Good news is bad news for the Dow. But bad news is also bad news, at least when it comes to inflation. Following along?

The Dow slid more than 200 points, or 0.5%, in Thursday morning trading. The S&P 500 was up 0.2% after Nvidia earnings lifted AI-linked stocks. The Nasdaq Composite was up 0.7%.

The Dow dipped after initial jobless claims came in lower than expected. That’s good news for the economy, but bad news for those hoping the labor market would show more signs of cooling to give more leeway for the Federal Reserve to cut interest rates.

Things got worse for the Dow after the S&P Global Flash U.S. Manufacturing Purchasing Managers Index rose to 50.9 in May from 50 in April, ahead of expectations at 50.1.

“The US economic upturn has accelerated again after two months of slower growth, with the early PMI data signaling the fastest expansion for just over two years in May,” Chris Williamson, chief business economist at S&P Global Market Intelligence, said in the news release. “The data put the US economy back on course for another solid GDP gain in the second quarter.”

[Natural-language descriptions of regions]
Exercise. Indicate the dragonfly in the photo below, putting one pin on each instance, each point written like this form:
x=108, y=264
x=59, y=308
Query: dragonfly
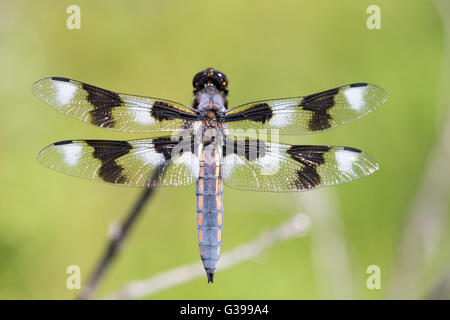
x=199, y=146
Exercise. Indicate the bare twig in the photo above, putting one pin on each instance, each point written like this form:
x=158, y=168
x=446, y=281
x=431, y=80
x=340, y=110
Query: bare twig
x=426, y=220
x=119, y=235
x=330, y=251
x=295, y=227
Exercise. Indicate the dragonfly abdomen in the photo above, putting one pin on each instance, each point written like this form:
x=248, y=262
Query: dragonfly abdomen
x=209, y=214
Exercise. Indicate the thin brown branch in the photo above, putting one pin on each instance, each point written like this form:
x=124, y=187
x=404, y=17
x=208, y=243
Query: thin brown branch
x=119, y=236
x=295, y=227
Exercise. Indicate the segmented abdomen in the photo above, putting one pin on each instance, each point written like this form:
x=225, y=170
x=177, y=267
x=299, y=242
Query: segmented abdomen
x=209, y=210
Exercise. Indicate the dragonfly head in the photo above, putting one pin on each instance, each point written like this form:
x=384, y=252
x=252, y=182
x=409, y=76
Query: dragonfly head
x=210, y=90
x=210, y=77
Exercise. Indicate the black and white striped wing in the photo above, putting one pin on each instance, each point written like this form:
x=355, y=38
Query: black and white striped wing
x=257, y=165
x=108, y=109
x=129, y=163
x=302, y=115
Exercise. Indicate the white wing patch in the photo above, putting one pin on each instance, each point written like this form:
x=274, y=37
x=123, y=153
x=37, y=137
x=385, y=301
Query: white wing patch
x=65, y=91
x=151, y=157
x=191, y=161
x=270, y=163
x=71, y=153
x=141, y=116
x=281, y=119
x=229, y=163
x=345, y=160
x=355, y=97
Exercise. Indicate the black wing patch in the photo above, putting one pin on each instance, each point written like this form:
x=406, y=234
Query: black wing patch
x=128, y=163
x=312, y=113
x=251, y=164
x=108, y=109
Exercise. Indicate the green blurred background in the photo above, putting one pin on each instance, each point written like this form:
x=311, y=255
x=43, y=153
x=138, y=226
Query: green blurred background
x=268, y=49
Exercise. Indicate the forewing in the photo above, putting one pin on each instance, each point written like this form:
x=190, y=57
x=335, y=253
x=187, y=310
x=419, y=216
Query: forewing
x=130, y=163
x=108, y=109
x=257, y=165
x=302, y=115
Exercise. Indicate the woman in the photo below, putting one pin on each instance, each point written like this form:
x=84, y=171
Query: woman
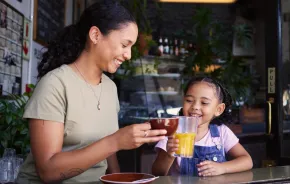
x=73, y=111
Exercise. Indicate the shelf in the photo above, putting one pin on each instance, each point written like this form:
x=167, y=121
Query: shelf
x=13, y=41
x=175, y=75
x=14, y=53
x=17, y=65
x=157, y=92
x=14, y=20
x=10, y=74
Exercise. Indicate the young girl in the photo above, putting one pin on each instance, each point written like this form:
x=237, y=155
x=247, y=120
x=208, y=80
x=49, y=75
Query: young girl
x=210, y=101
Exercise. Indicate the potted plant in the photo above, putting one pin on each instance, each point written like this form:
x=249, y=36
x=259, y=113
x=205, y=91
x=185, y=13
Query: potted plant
x=13, y=128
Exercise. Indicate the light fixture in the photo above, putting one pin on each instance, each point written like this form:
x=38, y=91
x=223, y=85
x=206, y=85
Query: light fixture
x=197, y=1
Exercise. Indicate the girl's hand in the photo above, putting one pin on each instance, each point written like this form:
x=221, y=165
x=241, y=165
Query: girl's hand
x=172, y=145
x=133, y=136
x=210, y=168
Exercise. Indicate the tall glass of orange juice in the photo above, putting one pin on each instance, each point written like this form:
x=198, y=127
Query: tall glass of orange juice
x=185, y=133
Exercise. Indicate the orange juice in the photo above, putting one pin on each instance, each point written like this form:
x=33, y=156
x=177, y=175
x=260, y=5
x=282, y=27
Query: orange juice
x=186, y=144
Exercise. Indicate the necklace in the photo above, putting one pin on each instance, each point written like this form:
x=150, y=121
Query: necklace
x=90, y=86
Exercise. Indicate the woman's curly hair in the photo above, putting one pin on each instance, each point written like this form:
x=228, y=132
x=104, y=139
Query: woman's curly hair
x=65, y=48
x=222, y=94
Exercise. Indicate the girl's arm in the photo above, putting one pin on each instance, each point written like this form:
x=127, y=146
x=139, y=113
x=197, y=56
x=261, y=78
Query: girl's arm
x=162, y=163
x=241, y=161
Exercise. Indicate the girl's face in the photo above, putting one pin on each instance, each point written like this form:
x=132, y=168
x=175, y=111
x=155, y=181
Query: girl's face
x=201, y=100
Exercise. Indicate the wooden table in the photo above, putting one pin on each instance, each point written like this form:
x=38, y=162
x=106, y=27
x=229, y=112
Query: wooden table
x=261, y=175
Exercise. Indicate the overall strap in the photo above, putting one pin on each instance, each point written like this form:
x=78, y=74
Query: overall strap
x=215, y=134
x=214, y=130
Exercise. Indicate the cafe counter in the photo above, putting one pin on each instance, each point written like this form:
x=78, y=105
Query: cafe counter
x=261, y=175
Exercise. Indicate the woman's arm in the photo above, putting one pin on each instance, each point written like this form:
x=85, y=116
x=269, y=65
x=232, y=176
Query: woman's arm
x=53, y=165
x=241, y=161
x=162, y=163
x=113, y=165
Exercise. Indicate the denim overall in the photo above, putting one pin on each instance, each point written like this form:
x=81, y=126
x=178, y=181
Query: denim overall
x=202, y=153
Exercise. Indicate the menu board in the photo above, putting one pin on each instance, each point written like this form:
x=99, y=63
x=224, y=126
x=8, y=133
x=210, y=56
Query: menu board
x=49, y=18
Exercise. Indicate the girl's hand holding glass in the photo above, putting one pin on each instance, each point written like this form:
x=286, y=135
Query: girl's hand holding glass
x=172, y=145
x=210, y=168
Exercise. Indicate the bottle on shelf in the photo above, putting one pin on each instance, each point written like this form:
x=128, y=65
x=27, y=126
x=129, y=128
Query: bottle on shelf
x=160, y=46
x=171, y=48
x=182, y=48
x=176, y=48
x=166, y=46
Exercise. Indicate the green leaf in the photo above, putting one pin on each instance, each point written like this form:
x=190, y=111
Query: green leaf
x=8, y=119
x=24, y=131
x=18, y=143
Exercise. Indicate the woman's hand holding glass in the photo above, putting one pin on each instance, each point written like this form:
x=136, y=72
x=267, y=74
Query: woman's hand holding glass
x=133, y=136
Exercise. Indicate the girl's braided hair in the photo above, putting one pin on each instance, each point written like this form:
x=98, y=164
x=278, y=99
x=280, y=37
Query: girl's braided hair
x=222, y=94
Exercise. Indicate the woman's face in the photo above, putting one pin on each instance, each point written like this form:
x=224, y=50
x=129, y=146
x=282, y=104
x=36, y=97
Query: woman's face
x=115, y=48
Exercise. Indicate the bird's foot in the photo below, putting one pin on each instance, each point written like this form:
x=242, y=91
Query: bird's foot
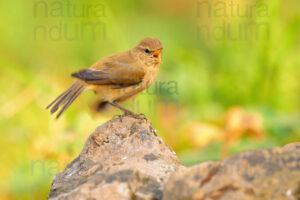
x=136, y=116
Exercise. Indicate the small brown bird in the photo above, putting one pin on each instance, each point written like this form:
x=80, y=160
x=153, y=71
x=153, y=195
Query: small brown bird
x=115, y=78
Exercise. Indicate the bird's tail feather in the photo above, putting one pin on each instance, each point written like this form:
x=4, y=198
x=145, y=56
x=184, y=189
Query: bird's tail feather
x=66, y=98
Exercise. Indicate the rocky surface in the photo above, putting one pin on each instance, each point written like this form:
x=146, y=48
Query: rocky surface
x=124, y=159
x=251, y=175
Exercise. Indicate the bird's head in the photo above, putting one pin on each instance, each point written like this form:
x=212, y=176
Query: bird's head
x=149, y=50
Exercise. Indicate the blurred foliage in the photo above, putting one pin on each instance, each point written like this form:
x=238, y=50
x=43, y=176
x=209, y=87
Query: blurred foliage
x=215, y=94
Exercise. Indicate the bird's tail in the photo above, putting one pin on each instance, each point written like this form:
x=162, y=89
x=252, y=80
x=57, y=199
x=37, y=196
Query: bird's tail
x=66, y=98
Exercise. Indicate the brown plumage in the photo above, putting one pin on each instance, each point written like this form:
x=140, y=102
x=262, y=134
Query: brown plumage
x=115, y=78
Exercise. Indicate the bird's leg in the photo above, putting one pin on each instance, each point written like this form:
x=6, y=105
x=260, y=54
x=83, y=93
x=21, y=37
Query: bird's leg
x=128, y=112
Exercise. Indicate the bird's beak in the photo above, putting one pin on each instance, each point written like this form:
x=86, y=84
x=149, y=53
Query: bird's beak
x=157, y=55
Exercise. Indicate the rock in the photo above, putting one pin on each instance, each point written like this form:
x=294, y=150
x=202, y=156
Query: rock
x=260, y=174
x=122, y=159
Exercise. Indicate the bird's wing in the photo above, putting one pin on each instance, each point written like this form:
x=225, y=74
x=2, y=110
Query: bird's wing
x=113, y=73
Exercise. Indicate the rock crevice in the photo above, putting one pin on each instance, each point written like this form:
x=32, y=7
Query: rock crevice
x=124, y=159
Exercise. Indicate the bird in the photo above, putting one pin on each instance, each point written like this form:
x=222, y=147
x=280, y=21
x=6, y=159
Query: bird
x=115, y=78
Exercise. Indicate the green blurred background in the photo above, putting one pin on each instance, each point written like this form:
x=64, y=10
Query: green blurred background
x=229, y=81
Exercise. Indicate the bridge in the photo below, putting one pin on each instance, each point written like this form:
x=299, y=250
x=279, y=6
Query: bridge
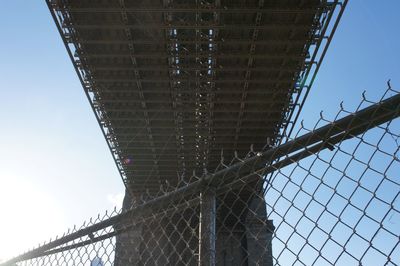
x=175, y=84
x=179, y=86
x=197, y=101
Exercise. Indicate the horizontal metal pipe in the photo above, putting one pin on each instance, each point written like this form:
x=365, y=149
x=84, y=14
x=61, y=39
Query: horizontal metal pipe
x=337, y=131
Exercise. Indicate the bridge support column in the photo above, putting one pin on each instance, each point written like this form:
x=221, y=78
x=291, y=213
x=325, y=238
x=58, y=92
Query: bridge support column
x=259, y=231
x=207, y=236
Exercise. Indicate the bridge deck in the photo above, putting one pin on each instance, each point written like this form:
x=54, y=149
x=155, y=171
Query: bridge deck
x=173, y=83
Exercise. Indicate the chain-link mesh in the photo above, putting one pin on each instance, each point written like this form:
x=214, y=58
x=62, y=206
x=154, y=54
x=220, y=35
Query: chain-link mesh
x=328, y=196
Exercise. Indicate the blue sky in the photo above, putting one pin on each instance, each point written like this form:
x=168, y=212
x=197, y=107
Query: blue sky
x=55, y=167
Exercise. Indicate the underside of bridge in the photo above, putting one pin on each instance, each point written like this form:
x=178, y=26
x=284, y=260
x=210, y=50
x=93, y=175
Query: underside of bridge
x=176, y=85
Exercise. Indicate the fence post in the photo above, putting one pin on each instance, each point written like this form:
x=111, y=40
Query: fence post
x=207, y=228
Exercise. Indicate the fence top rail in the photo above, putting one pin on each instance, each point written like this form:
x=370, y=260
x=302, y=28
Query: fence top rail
x=312, y=142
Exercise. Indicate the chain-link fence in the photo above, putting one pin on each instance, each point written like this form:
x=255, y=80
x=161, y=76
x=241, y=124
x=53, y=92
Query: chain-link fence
x=328, y=196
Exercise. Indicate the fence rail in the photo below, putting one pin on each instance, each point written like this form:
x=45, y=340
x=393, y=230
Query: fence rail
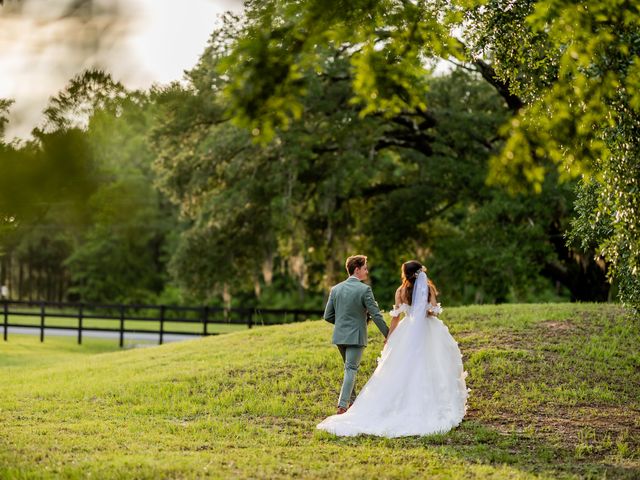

ABOUT THIS TASK
Can you continue the market report on the Dow above, picking up right after its last sentence?

ANSWER SPACE
That’s great news! Except if you’re worried about interest rates. Bond yields spiked and stocks slid on the report. There was also bad news on inflation. Companies are cautious about the future path of inflation and interest rates, Williamson added.

“Selling price inflation has meanwhile ticked higher and continues to signal modestly above-target inflation,” he says. “What’s interesting is that the main inflationary impetus is now coming from manufacturing rather than services, meaning rates of inflation for costs and selling prices are now somewhat elevated by pre-pandemic standards in both sectors to suggest that the final mile down to the Fed’s 2% target still seems elusive.”

The S&P 500 was resilient to this hit, but only because of Nvidia’s blowout earnings. The top stocks in the index were almost exclusively chip and AI-linked names. Information technology was the only sector that was rising.